What the exercise asks
Working from the line that contains "the green moss" to the final line, transcribe each line exactly. No pictures belong in the copy.

* START Data records *

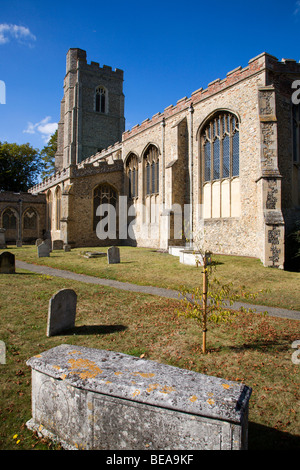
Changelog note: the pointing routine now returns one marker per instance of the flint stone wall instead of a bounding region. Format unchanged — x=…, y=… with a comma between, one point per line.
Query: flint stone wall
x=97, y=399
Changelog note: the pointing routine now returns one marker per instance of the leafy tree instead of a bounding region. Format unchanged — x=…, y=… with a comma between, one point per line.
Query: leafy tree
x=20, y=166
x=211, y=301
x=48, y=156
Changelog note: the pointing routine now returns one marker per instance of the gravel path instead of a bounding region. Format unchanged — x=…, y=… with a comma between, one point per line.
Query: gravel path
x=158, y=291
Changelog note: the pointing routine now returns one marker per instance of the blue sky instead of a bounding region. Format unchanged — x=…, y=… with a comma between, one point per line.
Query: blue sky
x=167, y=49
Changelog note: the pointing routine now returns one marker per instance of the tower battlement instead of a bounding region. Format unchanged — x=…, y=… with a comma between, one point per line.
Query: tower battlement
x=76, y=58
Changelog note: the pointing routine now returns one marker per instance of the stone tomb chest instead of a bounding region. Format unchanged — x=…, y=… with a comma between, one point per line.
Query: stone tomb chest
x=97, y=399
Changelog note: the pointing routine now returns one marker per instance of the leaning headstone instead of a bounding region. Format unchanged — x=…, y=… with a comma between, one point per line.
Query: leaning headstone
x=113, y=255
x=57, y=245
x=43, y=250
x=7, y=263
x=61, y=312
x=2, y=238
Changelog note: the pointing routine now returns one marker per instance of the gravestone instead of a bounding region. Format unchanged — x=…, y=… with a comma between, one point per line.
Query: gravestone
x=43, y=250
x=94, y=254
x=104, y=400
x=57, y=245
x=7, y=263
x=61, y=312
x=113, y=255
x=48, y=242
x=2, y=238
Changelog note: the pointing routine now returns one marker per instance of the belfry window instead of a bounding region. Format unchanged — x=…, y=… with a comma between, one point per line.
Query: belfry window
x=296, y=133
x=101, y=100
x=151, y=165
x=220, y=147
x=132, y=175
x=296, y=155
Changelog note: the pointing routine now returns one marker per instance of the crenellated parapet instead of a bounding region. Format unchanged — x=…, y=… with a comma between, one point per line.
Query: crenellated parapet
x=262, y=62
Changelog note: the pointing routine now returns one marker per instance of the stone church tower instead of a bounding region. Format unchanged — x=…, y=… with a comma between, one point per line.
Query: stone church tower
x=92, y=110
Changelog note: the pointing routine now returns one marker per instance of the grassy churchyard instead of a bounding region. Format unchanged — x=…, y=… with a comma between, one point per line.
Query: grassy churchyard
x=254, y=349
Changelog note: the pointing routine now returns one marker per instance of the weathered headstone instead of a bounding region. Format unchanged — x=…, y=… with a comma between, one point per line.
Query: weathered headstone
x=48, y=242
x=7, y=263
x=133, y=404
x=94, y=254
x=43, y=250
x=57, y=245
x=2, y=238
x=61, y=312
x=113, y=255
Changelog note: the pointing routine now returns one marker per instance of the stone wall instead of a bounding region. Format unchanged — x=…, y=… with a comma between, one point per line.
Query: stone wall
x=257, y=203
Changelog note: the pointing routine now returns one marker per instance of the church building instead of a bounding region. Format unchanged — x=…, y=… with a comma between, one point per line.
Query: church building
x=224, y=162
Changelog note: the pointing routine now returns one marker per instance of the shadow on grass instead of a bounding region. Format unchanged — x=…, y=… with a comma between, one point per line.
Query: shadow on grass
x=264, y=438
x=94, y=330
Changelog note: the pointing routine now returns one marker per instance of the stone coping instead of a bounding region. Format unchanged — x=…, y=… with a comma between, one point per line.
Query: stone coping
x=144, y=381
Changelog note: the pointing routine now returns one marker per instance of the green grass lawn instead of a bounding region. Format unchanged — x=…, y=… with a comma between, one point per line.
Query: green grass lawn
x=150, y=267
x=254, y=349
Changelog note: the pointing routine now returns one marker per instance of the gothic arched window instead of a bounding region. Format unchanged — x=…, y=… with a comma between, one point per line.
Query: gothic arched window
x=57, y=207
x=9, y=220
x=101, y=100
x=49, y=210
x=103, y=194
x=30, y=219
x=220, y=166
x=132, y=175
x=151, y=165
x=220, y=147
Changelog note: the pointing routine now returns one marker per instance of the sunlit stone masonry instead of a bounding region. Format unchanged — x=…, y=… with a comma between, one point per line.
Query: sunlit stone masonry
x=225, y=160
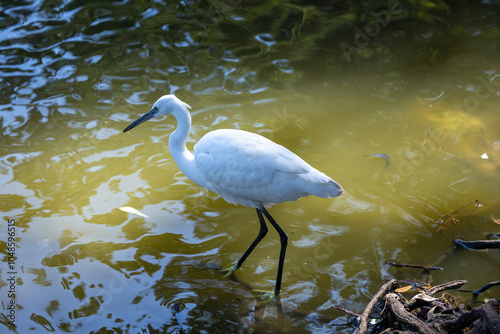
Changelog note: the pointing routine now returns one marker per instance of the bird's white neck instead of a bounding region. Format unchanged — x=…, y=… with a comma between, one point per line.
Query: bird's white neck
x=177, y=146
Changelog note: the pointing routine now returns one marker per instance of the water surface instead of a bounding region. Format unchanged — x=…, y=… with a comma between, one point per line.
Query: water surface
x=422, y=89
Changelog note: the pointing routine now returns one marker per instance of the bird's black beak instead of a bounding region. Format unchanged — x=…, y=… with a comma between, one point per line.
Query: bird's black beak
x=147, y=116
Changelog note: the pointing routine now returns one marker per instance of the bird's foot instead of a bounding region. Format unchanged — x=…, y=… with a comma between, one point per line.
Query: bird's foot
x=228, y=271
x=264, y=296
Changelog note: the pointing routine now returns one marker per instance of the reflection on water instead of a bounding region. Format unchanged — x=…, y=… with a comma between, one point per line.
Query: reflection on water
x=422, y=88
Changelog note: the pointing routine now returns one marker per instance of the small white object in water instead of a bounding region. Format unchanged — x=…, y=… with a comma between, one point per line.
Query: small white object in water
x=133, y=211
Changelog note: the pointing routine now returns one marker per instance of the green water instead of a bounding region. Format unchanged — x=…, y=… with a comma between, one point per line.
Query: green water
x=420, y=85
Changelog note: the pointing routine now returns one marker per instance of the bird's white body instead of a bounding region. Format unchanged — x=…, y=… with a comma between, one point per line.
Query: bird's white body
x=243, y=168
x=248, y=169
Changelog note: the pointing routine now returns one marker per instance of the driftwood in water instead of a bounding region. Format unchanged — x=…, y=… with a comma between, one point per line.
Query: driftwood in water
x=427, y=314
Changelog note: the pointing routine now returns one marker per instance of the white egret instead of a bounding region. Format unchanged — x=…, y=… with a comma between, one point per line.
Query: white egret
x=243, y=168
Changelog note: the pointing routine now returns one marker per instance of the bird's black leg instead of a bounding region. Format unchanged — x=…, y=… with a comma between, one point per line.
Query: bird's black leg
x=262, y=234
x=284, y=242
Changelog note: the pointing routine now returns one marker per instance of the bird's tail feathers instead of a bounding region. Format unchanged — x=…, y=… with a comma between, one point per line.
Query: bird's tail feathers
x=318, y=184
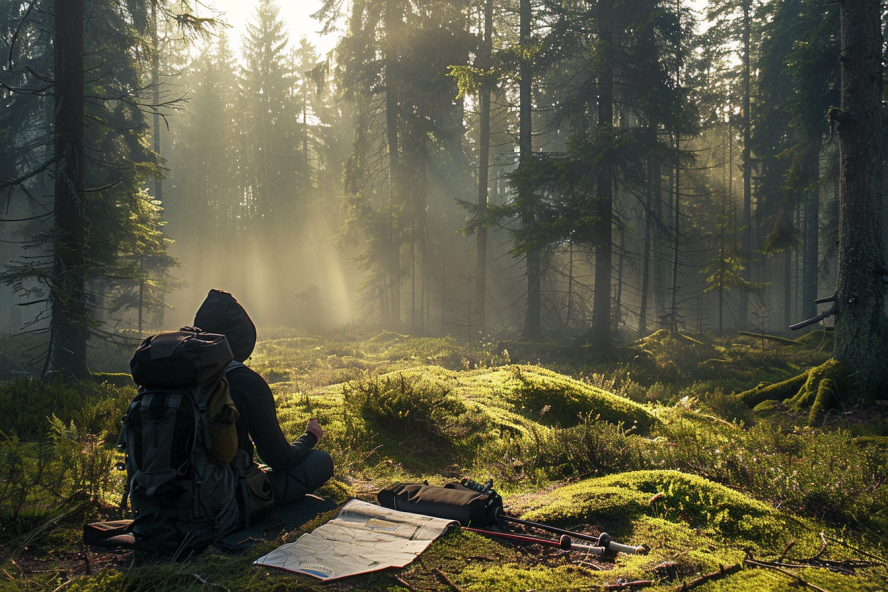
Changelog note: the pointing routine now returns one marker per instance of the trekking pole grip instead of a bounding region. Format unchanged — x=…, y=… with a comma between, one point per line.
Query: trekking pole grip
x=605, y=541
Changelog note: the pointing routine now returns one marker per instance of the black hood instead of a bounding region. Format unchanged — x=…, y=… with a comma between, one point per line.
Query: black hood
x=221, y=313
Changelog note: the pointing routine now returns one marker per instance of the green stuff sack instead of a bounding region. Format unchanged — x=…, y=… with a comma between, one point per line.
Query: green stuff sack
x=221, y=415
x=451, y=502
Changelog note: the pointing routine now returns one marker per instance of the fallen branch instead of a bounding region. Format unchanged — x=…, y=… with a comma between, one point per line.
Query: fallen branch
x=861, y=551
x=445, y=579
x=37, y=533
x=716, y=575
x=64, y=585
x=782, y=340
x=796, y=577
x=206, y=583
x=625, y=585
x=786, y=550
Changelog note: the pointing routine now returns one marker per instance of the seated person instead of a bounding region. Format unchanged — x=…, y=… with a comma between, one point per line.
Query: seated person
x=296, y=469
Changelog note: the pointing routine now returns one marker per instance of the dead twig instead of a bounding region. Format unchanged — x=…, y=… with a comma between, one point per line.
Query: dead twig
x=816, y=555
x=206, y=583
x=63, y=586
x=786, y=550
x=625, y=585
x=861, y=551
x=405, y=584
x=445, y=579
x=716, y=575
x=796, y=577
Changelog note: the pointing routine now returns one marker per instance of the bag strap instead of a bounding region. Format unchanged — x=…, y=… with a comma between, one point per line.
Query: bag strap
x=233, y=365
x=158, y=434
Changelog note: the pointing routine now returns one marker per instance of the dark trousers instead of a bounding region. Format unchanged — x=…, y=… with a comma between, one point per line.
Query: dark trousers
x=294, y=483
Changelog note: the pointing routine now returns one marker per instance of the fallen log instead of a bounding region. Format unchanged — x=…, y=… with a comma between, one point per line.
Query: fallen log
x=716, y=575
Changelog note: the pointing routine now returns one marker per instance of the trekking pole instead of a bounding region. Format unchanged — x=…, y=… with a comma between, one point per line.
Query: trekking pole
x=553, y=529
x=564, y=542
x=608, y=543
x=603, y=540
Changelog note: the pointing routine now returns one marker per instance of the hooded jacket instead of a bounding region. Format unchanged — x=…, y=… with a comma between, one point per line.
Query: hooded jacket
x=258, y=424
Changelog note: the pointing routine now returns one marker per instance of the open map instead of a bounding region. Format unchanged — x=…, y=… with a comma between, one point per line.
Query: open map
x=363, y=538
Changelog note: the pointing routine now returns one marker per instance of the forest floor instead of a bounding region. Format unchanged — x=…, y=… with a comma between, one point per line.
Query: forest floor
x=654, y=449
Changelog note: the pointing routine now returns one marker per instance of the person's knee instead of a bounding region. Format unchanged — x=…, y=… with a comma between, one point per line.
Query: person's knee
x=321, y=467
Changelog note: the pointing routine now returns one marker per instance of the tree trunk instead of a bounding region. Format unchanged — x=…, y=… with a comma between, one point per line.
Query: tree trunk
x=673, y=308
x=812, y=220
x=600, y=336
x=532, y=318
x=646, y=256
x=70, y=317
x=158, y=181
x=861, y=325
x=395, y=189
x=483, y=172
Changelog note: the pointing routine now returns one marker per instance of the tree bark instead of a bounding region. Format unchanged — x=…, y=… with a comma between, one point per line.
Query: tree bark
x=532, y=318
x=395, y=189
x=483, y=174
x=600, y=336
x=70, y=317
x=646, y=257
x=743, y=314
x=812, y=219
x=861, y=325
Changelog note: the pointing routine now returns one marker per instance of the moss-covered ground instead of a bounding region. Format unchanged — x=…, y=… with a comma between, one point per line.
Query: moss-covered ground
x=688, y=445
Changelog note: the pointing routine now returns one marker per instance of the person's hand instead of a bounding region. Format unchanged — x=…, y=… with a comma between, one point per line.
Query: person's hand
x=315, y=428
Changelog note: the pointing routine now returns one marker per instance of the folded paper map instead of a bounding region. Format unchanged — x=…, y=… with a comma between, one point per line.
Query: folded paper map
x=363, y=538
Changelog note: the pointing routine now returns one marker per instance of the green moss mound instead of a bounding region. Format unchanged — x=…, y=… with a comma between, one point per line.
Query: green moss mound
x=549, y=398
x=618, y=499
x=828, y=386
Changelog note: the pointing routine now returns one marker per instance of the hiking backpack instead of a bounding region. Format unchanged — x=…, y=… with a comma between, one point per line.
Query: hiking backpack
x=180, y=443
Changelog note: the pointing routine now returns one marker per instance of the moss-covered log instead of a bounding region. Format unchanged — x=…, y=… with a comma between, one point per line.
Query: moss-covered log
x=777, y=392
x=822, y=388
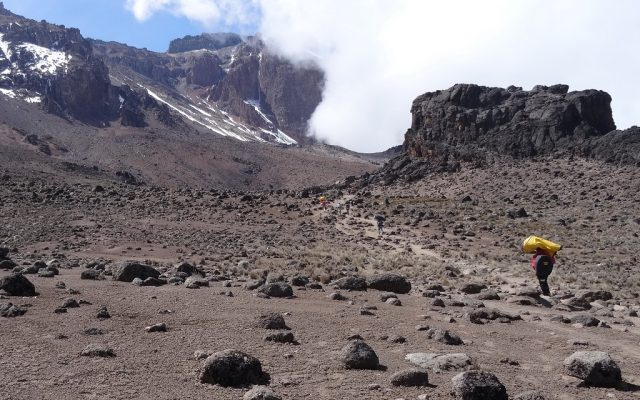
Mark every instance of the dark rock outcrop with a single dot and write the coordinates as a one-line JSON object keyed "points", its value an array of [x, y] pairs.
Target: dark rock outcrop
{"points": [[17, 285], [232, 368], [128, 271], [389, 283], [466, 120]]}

* END Data records *

Exercise answer
Changelog note: the pointing routine now returns one marker per instance of the green moss mound instead of a bounding region. Format unchanged — x=…, y=… with a comma between, one point per line.
Query: green moss mound
x=549, y=398
x=618, y=499
x=828, y=386
Changelog note: the pointing routine now returns one marker per instance of the hiking backpack instead of a bounding region. Format unchanged — x=…, y=… with a comma between, one point per line.
Query: hiking backpack
x=180, y=443
Changelog note: the pointing routine now returns one marker per instance of the moss-covered log instead of a bounding region. Format unchanged — x=…, y=… with a comma between, one point per line.
Query: moss-covered log
x=777, y=392
x=822, y=388
Mark every instance of the dark rock outcrop with a single dot and write the coordinates as a one-line JSON object keyed "points", its value an array of [x, y] pairs.
Target: dark rock outcrop
{"points": [[17, 285], [232, 368], [128, 271], [389, 283], [466, 120]]}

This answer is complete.